Como falei a pouco, a rendição acaba com a disputa, com o conflito. Isso me fez perceber que apesar de meu ego ter travado essa luta comigo durante tantos anos, ele não é meu inimigo. Na verdade, quando você desperta, fica mais claro o papel dele em sua vida. O ego é bastante útil na vida cotidiana. É ele que o permite interagir com o mundo e com as outras pessoas e não expor sua essência desnecessariamente. Existem ocasiões na vida onde o Eu é bem menos útil que o Ego. Eu escolhe ceder o domínio ao ego no trânsito, por exemplo. Já imaginou um Eu superior, generoso, manso, despreocupado, dirigindo num trânsito que mais parece uma selva?! Neste e em outros casos específicos, permito que o Ego tome de conta e faça o seu trabalho. Em ocasiões onde meu Eu não gostaria de estar ou não tem um pingo de interesse em participar, quem assume? Ele, o bom e velho ego aparece para cuidar da situação. Dessa forma, meu Eu se preserva de estar presentes em momentos sem significado ou maior importância para minha experiência nesse mundo. Assim, a maioria das pessoas com quem convivo só conhecem meu Ego, não a mim verdadeiramente. Minha essência escolho revelar àqueles que estejam prontos para entrar em comunhão com ela, compreendê-la e trocar experiências construtivas. Como vocês, a quem me mostro verdadeiramente, sem as pretensões ou exibicionismos do Ego e conversando sobre assuntos que meu Eu se interessa e não pelas trivialidades para as quais delego ao meu Ego tomar de conta.

Então é isso. Espero que minha experiência o ajude na sua caminhada.

Um abraço, rumo ao despertar.

terça-feira, 11 de janeiro de 2011

Desapego ou Desamor?

Hoje gostaria de deixar de lado um pouco as "grandes questões" e conversar com você sobre algo um pouco mais singelo, entretanto, não menos importante: O Desapego. Todo aquele que busca a iluminação sabe que o desapego é um elemento chave para a evolução humana. Então, por que é tão difícil colocá-lo em prática?

[Itens armazenados]
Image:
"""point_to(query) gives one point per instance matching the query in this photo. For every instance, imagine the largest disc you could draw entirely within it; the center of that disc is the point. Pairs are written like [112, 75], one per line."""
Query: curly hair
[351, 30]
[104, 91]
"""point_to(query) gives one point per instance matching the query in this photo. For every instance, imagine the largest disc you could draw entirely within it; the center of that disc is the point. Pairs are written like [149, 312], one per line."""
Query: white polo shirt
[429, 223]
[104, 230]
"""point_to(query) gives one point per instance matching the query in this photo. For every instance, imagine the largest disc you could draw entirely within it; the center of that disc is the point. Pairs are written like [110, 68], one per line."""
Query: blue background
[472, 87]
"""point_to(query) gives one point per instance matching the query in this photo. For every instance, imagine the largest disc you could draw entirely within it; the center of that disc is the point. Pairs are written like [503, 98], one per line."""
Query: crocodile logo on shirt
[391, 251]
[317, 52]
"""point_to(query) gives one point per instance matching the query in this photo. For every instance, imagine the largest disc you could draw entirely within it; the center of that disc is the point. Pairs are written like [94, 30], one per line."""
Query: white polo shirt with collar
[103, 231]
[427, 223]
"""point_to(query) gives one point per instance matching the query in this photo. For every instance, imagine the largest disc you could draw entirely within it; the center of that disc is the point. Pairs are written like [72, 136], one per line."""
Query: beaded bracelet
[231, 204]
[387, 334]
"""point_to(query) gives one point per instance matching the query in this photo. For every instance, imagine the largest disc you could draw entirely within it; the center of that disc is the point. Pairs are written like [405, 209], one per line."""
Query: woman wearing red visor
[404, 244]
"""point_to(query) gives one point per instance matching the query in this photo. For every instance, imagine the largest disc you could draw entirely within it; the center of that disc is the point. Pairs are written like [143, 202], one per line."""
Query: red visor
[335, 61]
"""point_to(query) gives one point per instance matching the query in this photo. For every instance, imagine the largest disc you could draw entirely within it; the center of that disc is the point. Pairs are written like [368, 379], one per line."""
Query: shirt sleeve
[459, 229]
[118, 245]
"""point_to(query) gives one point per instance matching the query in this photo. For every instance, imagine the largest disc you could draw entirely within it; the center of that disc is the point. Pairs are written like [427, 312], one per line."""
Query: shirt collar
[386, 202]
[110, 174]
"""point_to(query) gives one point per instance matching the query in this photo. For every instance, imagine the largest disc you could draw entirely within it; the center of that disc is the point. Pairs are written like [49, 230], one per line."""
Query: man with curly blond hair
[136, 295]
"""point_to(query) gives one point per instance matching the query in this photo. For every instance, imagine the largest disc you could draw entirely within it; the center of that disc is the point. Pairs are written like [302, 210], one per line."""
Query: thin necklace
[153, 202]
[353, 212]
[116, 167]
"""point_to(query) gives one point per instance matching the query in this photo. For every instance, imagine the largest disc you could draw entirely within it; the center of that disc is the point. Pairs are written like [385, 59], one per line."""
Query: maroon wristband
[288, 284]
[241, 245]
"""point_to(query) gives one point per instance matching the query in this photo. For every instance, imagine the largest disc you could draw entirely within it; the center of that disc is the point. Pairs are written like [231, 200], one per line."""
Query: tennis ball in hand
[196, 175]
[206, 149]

Detalhes da tarefa
Dê continuidade ao texto sobre o ego e o desapego, começando logo após a última frase apresentada. Os registros não têm relação com o texto sobre o ego e o desapego.

Resultado da tarefa
Apego X Amor

Um dos motívos pelo qual é tão difícil praticar o desapego, é por causa da resistência humana a esta conduta. A prática do desapego é desencorajada em todos os seguimentos da sociedade! Nós somos ensinados desde cedo a nos apegar a tudo e a todos. Devemos nos apegar a nossos pais, nossos pertences, nossa vida... Confundimos apego com amor e passamos a vida toda cultivando o apego sem cultivar o amor.
Só sabemos o que é o amor incondicional quando livres das amarras das paixões e do apego. O amor é totalmente o oposto do apego (que é o conceito distorcido de amor) pois o amor liberta, o apego, aprisiona. O apego é o sentimento predileto do EGO. Na verdade, o apego é o grande alimentador do ego. Veja, o amor distorcido de hoje, na verdade, é o amor ao próprio ego, pura e simplesmente.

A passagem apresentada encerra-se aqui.